* **Aufgabe**:
Schreib den Text über Haitis Parlament ohne gewählte Vertretung nach seinem letzten Satz weiter.

* **Ausgelesener Text**:
>>>>>
Haitis Parlament ab sofort ohne gewählte Vertretung

In Haiti ist das Parlament seit gestern quasi inexistent. Die letzten zehn Senatoren beendeten ihre offizielle Amtszeit um Mitternacht (Ortszeit). Bisher sind Versuche, neue Wahlen abzuhalten, gescheitert bzw. wurden Versprechen, welche abzuhalten, nie umgesetzt.

Haiti wird derzeit von der größten Hungerkrise seit Jahrzehnten heimgesucht. Hinzu kommt, dass nach der Ermordung von Präsident Jovenel Moise im Juli 2021, der selbst per Dekret regiert hatte, das organisierte Verbrechen praktisch unkontrolliert unterwegs ist. Tausende sterben infolge von Bandenkämpfen in den Straßen.
<<<<<
* **Einträge**:
>>>>>
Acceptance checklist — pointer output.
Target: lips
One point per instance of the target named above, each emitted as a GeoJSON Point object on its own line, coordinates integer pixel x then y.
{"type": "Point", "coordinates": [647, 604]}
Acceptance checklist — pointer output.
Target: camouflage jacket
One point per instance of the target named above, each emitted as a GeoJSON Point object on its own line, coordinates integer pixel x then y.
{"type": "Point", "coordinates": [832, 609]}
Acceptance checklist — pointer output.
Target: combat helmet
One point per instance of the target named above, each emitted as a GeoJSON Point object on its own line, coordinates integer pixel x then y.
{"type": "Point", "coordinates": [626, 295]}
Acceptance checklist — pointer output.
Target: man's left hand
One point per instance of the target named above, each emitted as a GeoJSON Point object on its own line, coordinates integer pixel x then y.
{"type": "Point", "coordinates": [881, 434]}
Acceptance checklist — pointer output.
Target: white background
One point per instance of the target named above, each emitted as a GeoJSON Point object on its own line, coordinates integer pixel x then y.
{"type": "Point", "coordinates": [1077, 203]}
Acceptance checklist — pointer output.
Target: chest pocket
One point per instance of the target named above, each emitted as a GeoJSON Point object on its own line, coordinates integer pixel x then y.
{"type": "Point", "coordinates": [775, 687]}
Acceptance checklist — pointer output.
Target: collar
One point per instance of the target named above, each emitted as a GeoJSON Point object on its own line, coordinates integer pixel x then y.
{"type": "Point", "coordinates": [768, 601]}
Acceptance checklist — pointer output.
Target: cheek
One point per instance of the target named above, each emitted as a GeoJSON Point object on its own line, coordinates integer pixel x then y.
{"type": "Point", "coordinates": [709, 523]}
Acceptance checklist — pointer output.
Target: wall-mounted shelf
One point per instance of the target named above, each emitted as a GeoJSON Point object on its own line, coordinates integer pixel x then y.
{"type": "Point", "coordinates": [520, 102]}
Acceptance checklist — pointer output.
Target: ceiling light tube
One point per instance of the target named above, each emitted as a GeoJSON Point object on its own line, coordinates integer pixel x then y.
<<<<<
* **Antwort**:
Das Parlament in Haiti besteht aus dem Senat und dem Unterhaus. Die Amtszeit der ursprünglich 30 Senatoren ist über die vergangenen Jahr hinweg ausgelaufen. Neue Wahlen in den einzelnen Regionen fanden nicht statt. Dasselbe gilt für das Unterhaus, dessen Amtsperiode vor etwa drei Jahren zu Ende gegangen ist. Medienberichten zufolge blieb das Parlamentsgebäude in der Hauptstadt Port-au-Prince leer, nur am Tor standen Sicherheitskräfte.

Wahlen auf unbestimmte Zeit verschoben

Premierminister Ariel Henry hatte Anfang des Jahres versprochen, einen provisorischen Wahlrat, der einen angemessenen Termin für die Wahlen festlegen sollte, einzusetzen. Zeitplan gab er keinen vor.

Henry bat die Haitianerinnen und Haitianer, einander zu vertrauen und „mich beim Wort zu nehmen, wenn ich sage, dass meine Regierung alles tun wird, um unsere demokratischen Institutionen wiederherzustellen“.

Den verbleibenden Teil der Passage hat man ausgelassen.